Recorded information below:

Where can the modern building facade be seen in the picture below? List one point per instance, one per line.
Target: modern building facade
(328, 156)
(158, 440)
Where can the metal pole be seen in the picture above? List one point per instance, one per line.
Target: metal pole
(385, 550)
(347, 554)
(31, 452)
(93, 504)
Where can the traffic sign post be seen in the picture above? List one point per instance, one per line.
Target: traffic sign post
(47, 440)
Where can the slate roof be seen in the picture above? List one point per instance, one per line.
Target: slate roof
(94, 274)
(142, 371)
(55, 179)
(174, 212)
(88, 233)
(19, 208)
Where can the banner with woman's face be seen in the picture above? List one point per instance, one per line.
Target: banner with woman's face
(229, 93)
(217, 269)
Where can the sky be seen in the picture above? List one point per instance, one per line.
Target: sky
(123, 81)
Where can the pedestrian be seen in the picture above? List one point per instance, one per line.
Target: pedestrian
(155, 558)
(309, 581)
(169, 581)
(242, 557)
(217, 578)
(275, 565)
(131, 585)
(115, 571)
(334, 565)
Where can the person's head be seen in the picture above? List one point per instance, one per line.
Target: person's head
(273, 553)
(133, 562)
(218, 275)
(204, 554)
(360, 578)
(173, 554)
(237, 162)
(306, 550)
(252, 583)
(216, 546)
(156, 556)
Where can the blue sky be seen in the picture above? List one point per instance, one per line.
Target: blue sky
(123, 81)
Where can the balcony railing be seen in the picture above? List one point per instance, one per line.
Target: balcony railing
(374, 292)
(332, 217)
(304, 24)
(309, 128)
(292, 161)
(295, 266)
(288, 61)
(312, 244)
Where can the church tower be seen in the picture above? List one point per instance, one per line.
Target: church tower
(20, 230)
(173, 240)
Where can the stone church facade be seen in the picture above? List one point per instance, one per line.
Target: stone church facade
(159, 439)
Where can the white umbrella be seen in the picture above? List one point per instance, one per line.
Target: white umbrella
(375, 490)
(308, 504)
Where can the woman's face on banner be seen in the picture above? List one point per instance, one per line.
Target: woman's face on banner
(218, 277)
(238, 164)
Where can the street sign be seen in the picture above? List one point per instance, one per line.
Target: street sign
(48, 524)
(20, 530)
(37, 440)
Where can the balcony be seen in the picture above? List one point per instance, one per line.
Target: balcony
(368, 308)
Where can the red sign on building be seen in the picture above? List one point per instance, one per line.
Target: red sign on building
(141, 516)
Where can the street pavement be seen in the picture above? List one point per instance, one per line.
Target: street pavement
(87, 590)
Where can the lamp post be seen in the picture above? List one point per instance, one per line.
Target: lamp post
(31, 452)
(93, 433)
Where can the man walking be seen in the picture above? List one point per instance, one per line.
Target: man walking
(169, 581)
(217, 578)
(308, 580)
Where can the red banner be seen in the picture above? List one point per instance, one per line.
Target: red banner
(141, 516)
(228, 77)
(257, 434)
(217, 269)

End of Recorded information.

» Problem to solve
From the records above, transcribe without alteration every line from the one with "Target: metal pole" to the one with "Where can the slate", inclusive.

» Exercise result
Target: metal pole
(385, 550)
(347, 554)
(31, 452)
(93, 504)
Where can the traffic sign post be seen in the picture above? List one point per instance, one per line.
Target: traffic sign post
(47, 440)
Where can the slate roof be seen in the picture above? List one point per instance, one per line.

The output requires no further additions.